**ABOUT THIS EXERCISE:** In the listing below, count every line that contains "pillow". Give nothing but the number.

**INFORMATION PROVIDED:**
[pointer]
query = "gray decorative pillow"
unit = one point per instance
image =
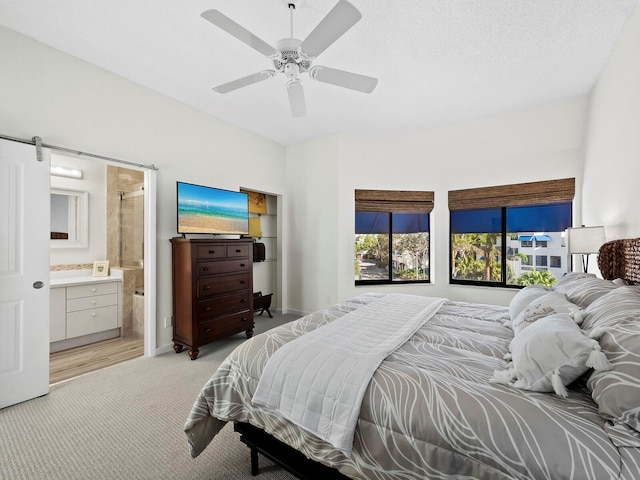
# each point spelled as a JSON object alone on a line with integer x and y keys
{"x": 583, "y": 289}
{"x": 549, "y": 304}
{"x": 549, "y": 355}
{"x": 524, "y": 297}
{"x": 615, "y": 320}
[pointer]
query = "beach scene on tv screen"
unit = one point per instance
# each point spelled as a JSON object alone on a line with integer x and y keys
{"x": 209, "y": 210}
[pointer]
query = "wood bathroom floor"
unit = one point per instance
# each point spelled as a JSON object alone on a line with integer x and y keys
{"x": 88, "y": 358}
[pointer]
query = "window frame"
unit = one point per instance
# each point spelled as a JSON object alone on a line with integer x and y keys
{"x": 503, "y": 197}
{"x": 390, "y": 202}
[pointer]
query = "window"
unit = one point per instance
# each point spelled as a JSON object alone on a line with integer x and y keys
{"x": 488, "y": 221}
{"x": 392, "y": 236}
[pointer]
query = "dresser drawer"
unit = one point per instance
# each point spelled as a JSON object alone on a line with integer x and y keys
{"x": 94, "y": 320}
{"x": 211, "y": 251}
{"x": 96, "y": 301}
{"x": 223, "y": 266}
{"x": 79, "y": 291}
{"x": 237, "y": 251}
{"x": 222, "y": 326}
{"x": 223, "y": 305}
{"x": 220, "y": 285}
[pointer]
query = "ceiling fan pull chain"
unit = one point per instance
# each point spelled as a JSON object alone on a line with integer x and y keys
{"x": 292, "y": 7}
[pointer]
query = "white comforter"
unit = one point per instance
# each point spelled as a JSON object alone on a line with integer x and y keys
{"x": 318, "y": 381}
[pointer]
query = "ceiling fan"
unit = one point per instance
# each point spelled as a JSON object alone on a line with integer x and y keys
{"x": 293, "y": 57}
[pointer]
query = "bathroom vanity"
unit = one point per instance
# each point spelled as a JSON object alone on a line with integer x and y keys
{"x": 84, "y": 309}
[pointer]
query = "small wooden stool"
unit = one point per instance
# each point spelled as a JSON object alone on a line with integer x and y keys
{"x": 262, "y": 303}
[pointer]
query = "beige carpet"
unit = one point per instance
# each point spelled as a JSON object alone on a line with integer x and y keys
{"x": 126, "y": 422}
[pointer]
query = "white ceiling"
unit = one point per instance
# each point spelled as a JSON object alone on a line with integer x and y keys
{"x": 437, "y": 61}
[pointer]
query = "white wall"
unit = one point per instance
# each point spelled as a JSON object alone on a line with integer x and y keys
{"x": 539, "y": 143}
{"x": 73, "y": 104}
{"x": 312, "y": 230}
{"x": 612, "y": 163}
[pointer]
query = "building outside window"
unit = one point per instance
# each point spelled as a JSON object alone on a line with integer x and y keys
{"x": 392, "y": 236}
{"x": 541, "y": 260}
{"x": 480, "y": 235}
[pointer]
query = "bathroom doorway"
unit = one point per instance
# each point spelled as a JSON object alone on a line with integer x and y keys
{"x": 117, "y": 230}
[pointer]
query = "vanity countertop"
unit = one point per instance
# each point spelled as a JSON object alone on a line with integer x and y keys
{"x": 65, "y": 279}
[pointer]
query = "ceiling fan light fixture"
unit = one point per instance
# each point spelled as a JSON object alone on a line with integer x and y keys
{"x": 293, "y": 57}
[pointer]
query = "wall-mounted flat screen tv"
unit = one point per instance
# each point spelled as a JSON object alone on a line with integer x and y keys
{"x": 204, "y": 209}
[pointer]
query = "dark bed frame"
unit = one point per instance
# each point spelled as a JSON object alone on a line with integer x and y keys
{"x": 616, "y": 259}
{"x": 283, "y": 455}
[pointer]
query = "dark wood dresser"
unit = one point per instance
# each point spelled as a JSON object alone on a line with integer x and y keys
{"x": 212, "y": 291}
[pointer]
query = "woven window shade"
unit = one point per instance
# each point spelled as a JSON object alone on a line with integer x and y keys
{"x": 394, "y": 201}
{"x": 533, "y": 193}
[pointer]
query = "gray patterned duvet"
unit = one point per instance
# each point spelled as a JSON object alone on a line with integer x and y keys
{"x": 430, "y": 410}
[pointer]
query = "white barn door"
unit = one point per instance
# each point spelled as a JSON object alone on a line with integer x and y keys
{"x": 24, "y": 272}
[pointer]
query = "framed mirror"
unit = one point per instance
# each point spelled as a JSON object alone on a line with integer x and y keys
{"x": 69, "y": 218}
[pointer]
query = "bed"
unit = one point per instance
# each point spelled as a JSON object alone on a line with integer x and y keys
{"x": 475, "y": 391}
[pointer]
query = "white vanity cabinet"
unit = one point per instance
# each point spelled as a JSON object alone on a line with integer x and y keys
{"x": 83, "y": 313}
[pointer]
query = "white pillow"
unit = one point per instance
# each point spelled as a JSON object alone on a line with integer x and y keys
{"x": 550, "y": 354}
{"x": 524, "y": 297}
{"x": 583, "y": 289}
{"x": 549, "y": 304}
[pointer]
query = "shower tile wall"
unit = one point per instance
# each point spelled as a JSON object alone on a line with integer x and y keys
{"x": 125, "y": 235}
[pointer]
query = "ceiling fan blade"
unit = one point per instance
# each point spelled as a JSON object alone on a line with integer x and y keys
{"x": 244, "y": 81}
{"x": 340, "y": 19}
{"x": 296, "y": 98}
{"x": 225, "y": 23}
{"x": 354, "y": 81}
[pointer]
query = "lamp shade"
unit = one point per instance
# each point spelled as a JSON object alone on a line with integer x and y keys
{"x": 585, "y": 240}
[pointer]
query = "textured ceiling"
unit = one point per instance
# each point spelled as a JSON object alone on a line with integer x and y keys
{"x": 437, "y": 61}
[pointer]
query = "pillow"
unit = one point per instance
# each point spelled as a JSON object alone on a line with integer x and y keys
{"x": 615, "y": 320}
{"x": 583, "y": 288}
{"x": 544, "y": 306}
{"x": 549, "y": 355}
{"x": 524, "y": 297}
{"x": 573, "y": 277}
{"x": 612, "y": 308}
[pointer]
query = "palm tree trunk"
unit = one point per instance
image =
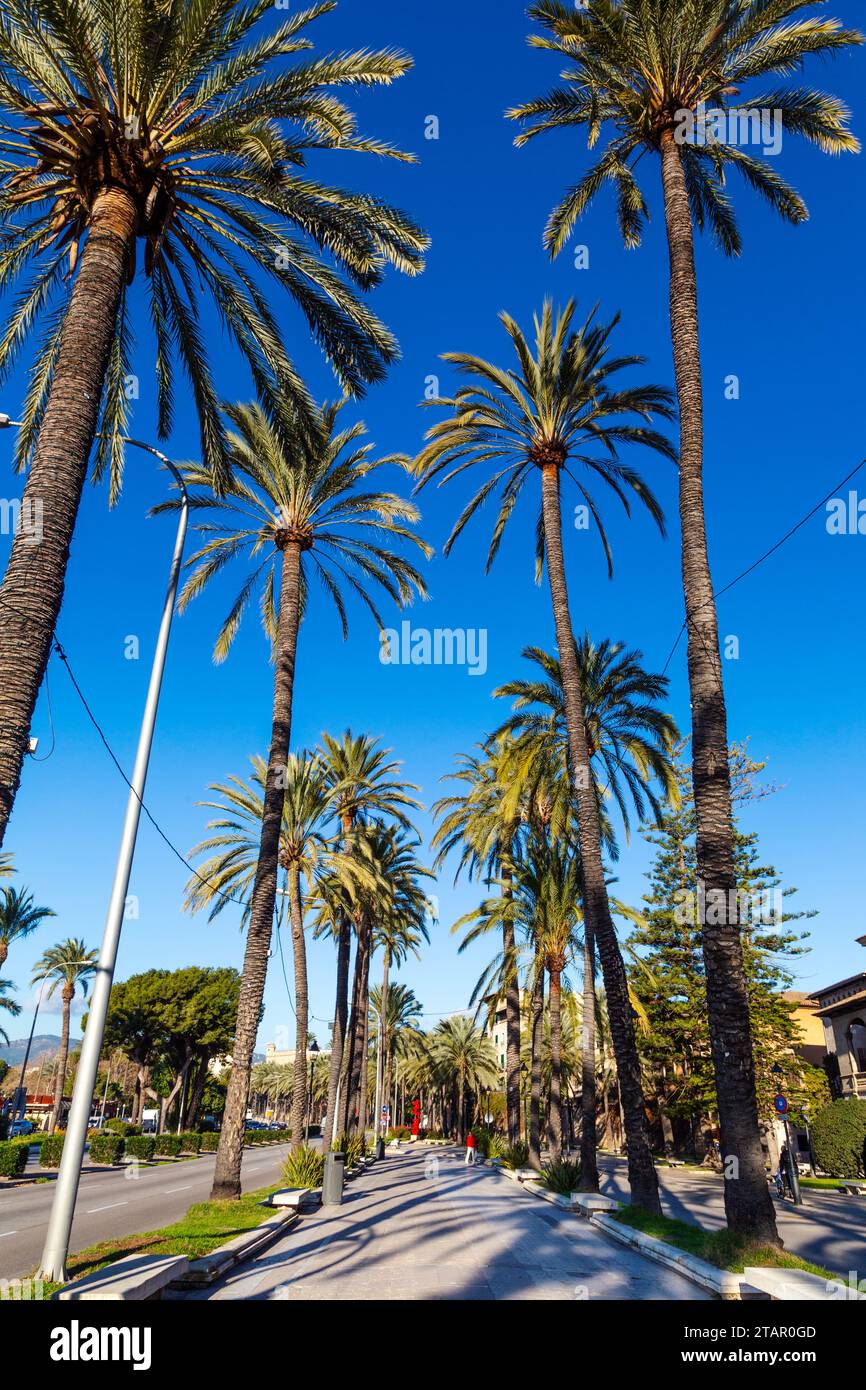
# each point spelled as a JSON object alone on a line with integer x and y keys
{"x": 512, "y": 1022}
{"x": 35, "y": 576}
{"x": 338, "y": 1034}
{"x": 747, "y": 1198}
{"x": 227, "y": 1172}
{"x": 555, "y": 1119}
{"x": 535, "y": 1037}
{"x": 588, "y": 1086}
{"x": 302, "y": 1008}
{"x": 357, "y": 1030}
{"x": 597, "y": 909}
{"x": 61, "y": 1057}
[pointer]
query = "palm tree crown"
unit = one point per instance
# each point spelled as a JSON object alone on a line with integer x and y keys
{"x": 559, "y": 409}
{"x": 651, "y": 67}
{"x": 205, "y": 120}
{"x": 313, "y": 495}
{"x": 18, "y": 916}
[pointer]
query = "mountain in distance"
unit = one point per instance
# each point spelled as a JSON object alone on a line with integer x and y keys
{"x": 45, "y": 1044}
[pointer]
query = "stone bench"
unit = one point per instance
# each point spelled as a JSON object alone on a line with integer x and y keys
{"x": 798, "y": 1285}
{"x": 134, "y": 1278}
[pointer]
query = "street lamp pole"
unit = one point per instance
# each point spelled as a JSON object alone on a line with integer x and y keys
{"x": 66, "y": 1191}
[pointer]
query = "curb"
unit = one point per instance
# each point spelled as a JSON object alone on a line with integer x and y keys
{"x": 719, "y": 1282}
{"x": 206, "y": 1271}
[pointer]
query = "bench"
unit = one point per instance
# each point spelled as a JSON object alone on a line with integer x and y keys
{"x": 134, "y": 1278}
{"x": 798, "y": 1285}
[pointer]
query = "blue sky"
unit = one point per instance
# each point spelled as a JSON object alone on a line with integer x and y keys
{"x": 786, "y": 319}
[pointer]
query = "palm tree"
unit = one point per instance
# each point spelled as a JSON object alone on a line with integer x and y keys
{"x": 463, "y": 1059}
{"x": 291, "y": 505}
{"x": 651, "y": 70}
{"x": 480, "y": 823}
{"x": 366, "y": 786}
{"x": 68, "y": 965}
{"x": 230, "y": 870}
{"x": 631, "y": 745}
{"x": 7, "y": 1005}
{"x": 559, "y": 412}
{"x": 18, "y": 918}
{"x": 182, "y": 127}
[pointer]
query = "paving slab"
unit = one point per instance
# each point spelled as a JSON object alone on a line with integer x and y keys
{"x": 413, "y": 1230}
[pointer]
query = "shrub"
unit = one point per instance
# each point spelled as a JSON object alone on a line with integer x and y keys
{"x": 141, "y": 1147}
{"x": 562, "y": 1176}
{"x": 50, "y": 1151}
{"x": 13, "y": 1159}
{"x": 303, "y": 1168}
{"x": 516, "y": 1154}
{"x": 107, "y": 1148}
{"x": 838, "y": 1136}
{"x": 121, "y": 1127}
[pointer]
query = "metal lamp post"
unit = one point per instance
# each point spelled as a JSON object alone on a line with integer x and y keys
{"x": 66, "y": 1191}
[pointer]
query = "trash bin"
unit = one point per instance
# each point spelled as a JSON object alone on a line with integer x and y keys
{"x": 332, "y": 1182}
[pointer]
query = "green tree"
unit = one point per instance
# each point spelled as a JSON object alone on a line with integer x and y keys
{"x": 647, "y": 71}
{"x": 182, "y": 129}
{"x": 559, "y": 413}
{"x": 18, "y": 918}
{"x": 67, "y": 966}
{"x": 291, "y": 510}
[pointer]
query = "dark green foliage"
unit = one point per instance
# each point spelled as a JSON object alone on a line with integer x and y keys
{"x": 838, "y": 1134}
{"x": 50, "y": 1151}
{"x": 13, "y": 1159}
{"x": 106, "y": 1148}
{"x": 141, "y": 1147}
{"x": 303, "y": 1168}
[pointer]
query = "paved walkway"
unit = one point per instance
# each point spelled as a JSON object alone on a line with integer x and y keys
{"x": 421, "y": 1226}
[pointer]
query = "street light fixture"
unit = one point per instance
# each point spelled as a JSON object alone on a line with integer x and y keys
{"x": 66, "y": 1191}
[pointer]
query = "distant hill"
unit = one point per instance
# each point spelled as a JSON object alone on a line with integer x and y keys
{"x": 45, "y": 1044}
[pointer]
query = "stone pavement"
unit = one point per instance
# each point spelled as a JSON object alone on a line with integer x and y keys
{"x": 421, "y": 1226}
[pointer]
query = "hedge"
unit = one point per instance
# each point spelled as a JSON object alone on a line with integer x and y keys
{"x": 106, "y": 1148}
{"x": 13, "y": 1159}
{"x": 141, "y": 1147}
{"x": 838, "y": 1137}
{"x": 50, "y": 1151}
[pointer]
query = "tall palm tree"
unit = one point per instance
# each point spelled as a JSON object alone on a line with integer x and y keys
{"x": 478, "y": 823}
{"x": 181, "y": 128}
{"x": 18, "y": 918}
{"x": 560, "y": 412}
{"x": 67, "y": 966}
{"x": 7, "y": 1005}
{"x": 292, "y": 508}
{"x": 366, "y": 786}
{"x": 228, "y": 873}
{"x": 631, "y": 747}
{"x": 463, "y": 1059}
{"x": 649, "y": 70}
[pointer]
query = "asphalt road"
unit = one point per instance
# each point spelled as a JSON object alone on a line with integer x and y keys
{"x": 829, "y": 1228}
{"x": 117, "y": 1203}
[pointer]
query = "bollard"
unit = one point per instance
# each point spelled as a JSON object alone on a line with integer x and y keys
{"x": 332, "y": 1182}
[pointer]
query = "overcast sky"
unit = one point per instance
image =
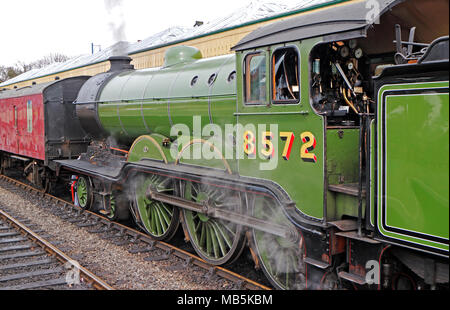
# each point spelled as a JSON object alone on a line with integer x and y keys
{"x": 31, "y": 29}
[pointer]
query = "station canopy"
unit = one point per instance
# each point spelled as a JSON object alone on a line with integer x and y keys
{"x": 256, "y": 10}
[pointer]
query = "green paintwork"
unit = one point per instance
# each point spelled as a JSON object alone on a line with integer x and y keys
{"x": 302, "y": 180}
{"x": 135, "y": 103}
{"x": 373, "y": 165}
{"x": 417, "y": 157}
{"x": 214, "y": 240}
{"x": 159, "y": 90}
{"x": 342, "y": 168}
{"x": 342, "y": 156}
{"x": 156, "y": 216}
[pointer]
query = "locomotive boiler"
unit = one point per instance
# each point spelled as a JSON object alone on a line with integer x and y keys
{"x": 321, "y": 145}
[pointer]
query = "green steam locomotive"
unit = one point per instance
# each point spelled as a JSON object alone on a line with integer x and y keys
{"x": 321, "y": 144}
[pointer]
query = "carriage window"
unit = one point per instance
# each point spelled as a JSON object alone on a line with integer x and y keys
{"x": 29, "y": 116}
{"x": 285, "y": 75}
{"x": 255, "y": 79}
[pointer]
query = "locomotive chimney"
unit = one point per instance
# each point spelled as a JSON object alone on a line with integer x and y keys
{"x": 119, "y": 63}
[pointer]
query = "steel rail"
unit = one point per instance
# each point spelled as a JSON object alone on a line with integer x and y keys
{"x": 190, "y": 259}
{"x": 85, "y": 274}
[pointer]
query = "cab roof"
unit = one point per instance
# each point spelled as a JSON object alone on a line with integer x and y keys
{"x": 356, "y": 15}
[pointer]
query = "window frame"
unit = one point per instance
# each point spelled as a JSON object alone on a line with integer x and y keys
{"x": 245, "y": 84}
{"x": 289, "y": 102}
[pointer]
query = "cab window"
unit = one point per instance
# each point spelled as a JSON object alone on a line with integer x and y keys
{"x": 255, "y": 78}
{"x": 285, "y": 76}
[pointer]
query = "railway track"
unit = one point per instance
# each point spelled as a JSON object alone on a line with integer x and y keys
{"x": 28, "y": 261}
{"x": 135, "y": 241}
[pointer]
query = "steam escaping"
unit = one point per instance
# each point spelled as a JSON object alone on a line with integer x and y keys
{"x": 117, "y": 25}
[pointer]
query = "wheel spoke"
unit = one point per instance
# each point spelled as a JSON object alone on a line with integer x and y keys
{"x": 216, "y": 241}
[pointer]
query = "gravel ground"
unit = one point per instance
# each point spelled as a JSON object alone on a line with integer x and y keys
{"x": 112, "y": 263}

**RESULT:** 3